### Work request
Produce the same data once more, line for line.

______

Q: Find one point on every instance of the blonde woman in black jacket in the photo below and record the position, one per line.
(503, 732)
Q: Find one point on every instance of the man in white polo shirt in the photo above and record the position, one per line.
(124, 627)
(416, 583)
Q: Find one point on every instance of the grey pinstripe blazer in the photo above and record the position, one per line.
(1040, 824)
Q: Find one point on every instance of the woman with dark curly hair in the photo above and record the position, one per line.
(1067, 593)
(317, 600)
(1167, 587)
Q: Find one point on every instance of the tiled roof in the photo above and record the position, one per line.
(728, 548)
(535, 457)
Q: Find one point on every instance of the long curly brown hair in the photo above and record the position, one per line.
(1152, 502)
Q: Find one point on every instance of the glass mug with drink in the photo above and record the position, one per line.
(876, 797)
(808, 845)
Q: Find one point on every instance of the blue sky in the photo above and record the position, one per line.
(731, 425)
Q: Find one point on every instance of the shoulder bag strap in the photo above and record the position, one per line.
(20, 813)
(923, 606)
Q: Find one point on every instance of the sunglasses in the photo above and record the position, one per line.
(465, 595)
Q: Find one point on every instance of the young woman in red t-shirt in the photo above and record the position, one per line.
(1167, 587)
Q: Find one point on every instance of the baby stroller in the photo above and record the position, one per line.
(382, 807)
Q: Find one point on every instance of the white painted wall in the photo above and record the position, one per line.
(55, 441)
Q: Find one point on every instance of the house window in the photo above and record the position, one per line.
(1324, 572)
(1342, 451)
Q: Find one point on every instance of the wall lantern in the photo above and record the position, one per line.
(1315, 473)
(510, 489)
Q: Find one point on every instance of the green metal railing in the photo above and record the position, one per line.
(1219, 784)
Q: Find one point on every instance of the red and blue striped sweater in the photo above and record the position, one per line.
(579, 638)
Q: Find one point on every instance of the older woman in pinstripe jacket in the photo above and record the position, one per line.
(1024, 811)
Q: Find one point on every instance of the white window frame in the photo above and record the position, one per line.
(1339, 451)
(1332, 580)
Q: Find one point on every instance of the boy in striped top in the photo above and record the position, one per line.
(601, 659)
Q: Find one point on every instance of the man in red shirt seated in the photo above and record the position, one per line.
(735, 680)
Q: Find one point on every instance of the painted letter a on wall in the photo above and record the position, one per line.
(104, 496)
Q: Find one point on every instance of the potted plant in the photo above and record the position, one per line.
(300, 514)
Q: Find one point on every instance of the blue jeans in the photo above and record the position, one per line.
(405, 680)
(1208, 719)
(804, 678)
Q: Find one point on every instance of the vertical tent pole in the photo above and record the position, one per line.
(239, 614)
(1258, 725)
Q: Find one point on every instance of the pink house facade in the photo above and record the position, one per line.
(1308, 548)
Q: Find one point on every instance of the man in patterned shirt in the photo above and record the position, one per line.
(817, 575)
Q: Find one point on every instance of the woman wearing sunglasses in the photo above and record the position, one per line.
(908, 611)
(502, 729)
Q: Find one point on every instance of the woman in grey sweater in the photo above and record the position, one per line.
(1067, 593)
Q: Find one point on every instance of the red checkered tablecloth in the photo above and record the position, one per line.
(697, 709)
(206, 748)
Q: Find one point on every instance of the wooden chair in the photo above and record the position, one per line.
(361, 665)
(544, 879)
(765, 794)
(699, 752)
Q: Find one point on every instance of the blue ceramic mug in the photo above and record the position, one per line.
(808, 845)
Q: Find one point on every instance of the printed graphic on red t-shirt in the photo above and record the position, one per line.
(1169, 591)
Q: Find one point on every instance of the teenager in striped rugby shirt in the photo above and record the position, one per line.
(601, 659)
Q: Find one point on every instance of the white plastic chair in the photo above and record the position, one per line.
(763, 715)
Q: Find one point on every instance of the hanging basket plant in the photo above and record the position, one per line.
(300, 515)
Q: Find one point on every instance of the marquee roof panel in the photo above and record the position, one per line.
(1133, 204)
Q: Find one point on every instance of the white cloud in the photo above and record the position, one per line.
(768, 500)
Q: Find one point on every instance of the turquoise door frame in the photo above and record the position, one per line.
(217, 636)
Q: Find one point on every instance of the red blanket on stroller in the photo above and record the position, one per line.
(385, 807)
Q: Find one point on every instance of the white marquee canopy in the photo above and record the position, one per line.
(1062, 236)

______

### Response
Q: Find one point on every instance of the blonde woman in black jacket in the photo below and record the position, one per line.
(503, 732)
Q: Find one point on every instance of the man in white polo shirt in the photo above and record the position, one per line.
(124, 627)
(416, 583)
Q: Find one point on every instance of the grey pinstripe blazer in the photo above and record the position, one per line.
(1040, 824)
Q: Find one point on every instance of the woman with dark curly hair in the photo above and record the position, one per line.
(1067, 593)
(317, 600)
(1167, 587)
Q: Find one point on every instance of the tiled roof in the photo above and record the position, one per line.
(728, 548)
(535, 457)
Q: Find one point on every instance of the long curly brown hair in the photo above and record the position, one per line.
(1152, 502)
Q: Find one point on every instance of the glass mug with drink in the photo above and record the position, one per line.
(876, 797)
(808, 845)
Q: Find one point on every instance of the blue sky in the photo above and record the position, one per line.
(731, 425)
Q: Find one point on every instance of the shoulder bag strap in the photo above and record the position, one per line.
(20, 813)
(923, 606)
Q: Find one point on every instance of the sunglasses in the photo above and record the position, one per line.
(465, 595)
Q: Find one point on every instance of the young woman in red t-shirt in the photo above and record the position, one per line.
(1167, 587)
Q: Find one point on every instance of the baby stroller in the photo above and record the position, one per line.
(382, 807)
Q: Find one point on every instance of the white painted wall in the photo above and record the position, one per line.
(55, 441)
Q: Find one point on every instance of the house window in the photo above and record the position, one per line.
(1324, 572)
(1342, 451)
Q: Find one point on every instance of the wall lantern in the photo above and record the position, one per line.
(1315, 473)
(510, 489)
Q: Find one point on every instance of the green metal railing in the photo above and record the position, one per line.
(1219, 784)
Q: Find one point on every instance of the red and blue striped sweater in the photo above and record the position, one per line.
(579, 638)
Q: Find one point on every instance of the older woman in pinstripe jacket in the photo above and record the position, one per line.
(1024, 811)
Q: Find one point on every instance of the white window frame in the photo above and record the position, one per line.
(1339, 451)
(1332, 580)
Q: Find one point on every instance of the boy in striped top in the photo above and record the position, one per line.
(601, 659)
Q: Find one point on every instance of the man in red shirt seated in the photo above and record the position, one per line.
(735, 680)
Q: Find one point on every instance of the painted letter a on wall in the photo above and record the position, one per line.
(104, 496)
Q: Find one point on every instance of the potted plant in the photo above and record the position, one per line.
(300, 514)
Q: Find one point on every instance of the blue jeans in the photo above and record the position, one per line.
(405, 680)
(1208, 719)
(804, 678)
Q: Find one point on every instance of the vertical tent pole in the photo above and record the position, one per line.
(239, 614)
(1258, 725)
Q: Find one point on every instance of the pink house facade in the photo above and record the position, one per line.
(1308, 548)
Q: Find one point on every instance of the man in patterned shirt in the photo above and record the position, one per line.
(817, 575)
Q: Find one point on every instance of the woman wearing sunglasses in the photo above and record the position, one per line.
(908, 611)
(502, 729)
Q: Find one point on every instance of the woman in grey sweater in the photo above and record the position, one per line.
(1067, 593)
Q: Find one point on every instance of the red checkered tablecloth in the photo above and record the position, one per line.
(697, 709)
(206, 748)
Q: Find one point on every instance of the wooden chair in the photo above and record the position, one per line.
(361, 665)
(544, 879)
(765, 794)
(699, 752)
Q: Find one point on every instance of the blue ceramic mug in the photo above and record the position, one per line.
(808, 845)
Q: Find one point on every instance of the printed graphic on red t-shirt in the photo above and record the position, one per line.
(1169, 591)
Q: Find one point on every instance of the teenager in striped rugby shirt in the photo above and record the position, one per line.
(601, 659)
Q: Find one point on every instance of the white plastic chair in the photo above and record the position, one per line.
(763, 715)
Q: Find one point on every instance of the hanging basket plant in the photo above and record the position, one per line.
(300, 515)
Q: Find one point on every instance of the marquee roof panel in the photo above and record the position, one per line.
(1133, 204)
Q: Find one point on every instance of the white cloud in the photo above and record the position, one per line.
(768, 500)
Q: Find one point on every instance of the turquoise door frame in the photo above and record the position, one per line.
(217, 636)
Q: Find one point on every instance of the red blanket on stroller in the photo above and record the position, one per line.
(385, 807)
Q: Find one point on every instance of the white marquee canopy in the photo above and record the position, one per line.
(1062, 236)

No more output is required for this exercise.